— Start LISTING —

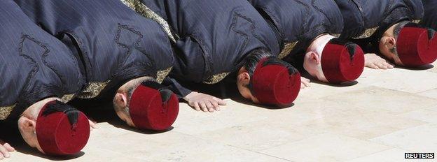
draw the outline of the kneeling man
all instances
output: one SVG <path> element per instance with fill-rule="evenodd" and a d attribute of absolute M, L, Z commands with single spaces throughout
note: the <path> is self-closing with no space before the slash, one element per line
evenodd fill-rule
<path fill-rule="evenodd" d="M 412 23 L 423 17 L 421 0 L 338 0 L 345 22 L 341 38 L 350 38 L 366 52 L 376 52 L 397 66 L 415 68 L 437 59 L 435 31 Z M 375 54 L 366 56 L 373 68 L 390 66 Z M 367 55 L 366 54 L 366 55 Z"/>
<path fill-rule="evenodd" d="M 281 47 L 279 57 L 317 80 L 354 81 L 363 72 L 363 52 L 341 32 L 341 13 L 331 0 L 249 0 L 269 23 Z M 309 81 L 309 80 L 307 80 Z M 303 82 L 307 86 L 309 82 Z"/>
<path fill-rule="evenodd" d="M 18 124 L 24 140 L 46 154 L 78 153 L 88 140 L 90 123 L 64 102 L 85 83 L 79 63 L 13 1 L 0 1 L 0 122 Z M 13 149 L 1 143 L 0 159 L 8 151 Z"/>
<path fill-rule="evenodd" d="M 179 38 L 172 78 L 216 84 L 230 75 L 242 96 L 254 103 L 286 106 L 296 98 L 299 73 L 276 57 L 279 49 L 274 34 L 247 1 L 140 1 L 139 7 L 150 8 L 168 22 Z M 214 98 L 197 100 L 205 94 L 176 89 L 197 110 L 213 112 L 221 103 Z"/>
<path fill-rule="evenodd" d="M 158 82 L 174 58 L 158 23 L 118 0 L 15 0 L 35 22 L 74 52 L 86 85 L 76 97 L 109 96 L 119 117 L 141 129 L 166 130 L 179 101 Z"/>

— End LISTING —

> REQUEST: Copy out the material above with every "kneeling" changed to "crouching" and nothing else altered, and leave the picture out.

> RESPONSE TO THIS TASK:
draw the outline of the crouching man
all instances
output: one SVG <path> element per instance with fill-rule="evenodd" and a d attribute of absolute M, L, Z commands with single spaces throughout
note: the <path> is self-closing with no space before the slash, one element per line
evenodd fill-rule
<path fill-rule="evenodd" d="M 412 23 L 423 17 L 421 0 L 338 0 L 345 22 L 341 38 L 350 38 L 366 52 L 376 52 L 397 66 L 415 68 L 437 59 L 435 31 Z M 375 54 L 366 56 L 373 68 L 390 66 Z M 367 55 L 366 54 L 366 55 Z"/>
<path fill-rule="evenodd" d="M 281 47 L 279 57 L 317 80 L 354 81 L 363 72 L 363 52 L 341 32 L 341 13 L 331 0 L 249 0 L 269 23 Z M 309 81 L 309 80 L 307 80 Z M 303 82 L 307 86 L 309 82 Z"/>
<path fill-rule="evenodd" d="M 18 124 L 24 140 L 46 154 L 78 153 L 88 140 L 90 123 L 64 102 L 85 83 L 79 63 L 13 1 L 0 1 L 0 122 Z M 13 149 L 1 143 L 0 159 L 8 151 Z"/>
<path fill-rule="evenodd" d="M 179 38 L 172 78 L 216 84 L 230 75 L 242 96 L 254 103 L 286 106 L 296 98 L 299 73 L 276 57 L 279 49 L 274 34 L 247 1 L 140 1 L 139 7 L 150 8 L 168 22 Z M 214 98 L 197 100 L 205 94 L 176 89 L 197 110 L 213 112 L 221 103 Z"/>
<path fill-rule="evenodd" d="M 158 82 L 174 58 L 158 23 L 118 0 L 15 0 L 35 22 L 74 52 L 86 85 L 76 97 L 109 96 L 119 117 L 141 129 L 166 130 L 179 101 Z"/>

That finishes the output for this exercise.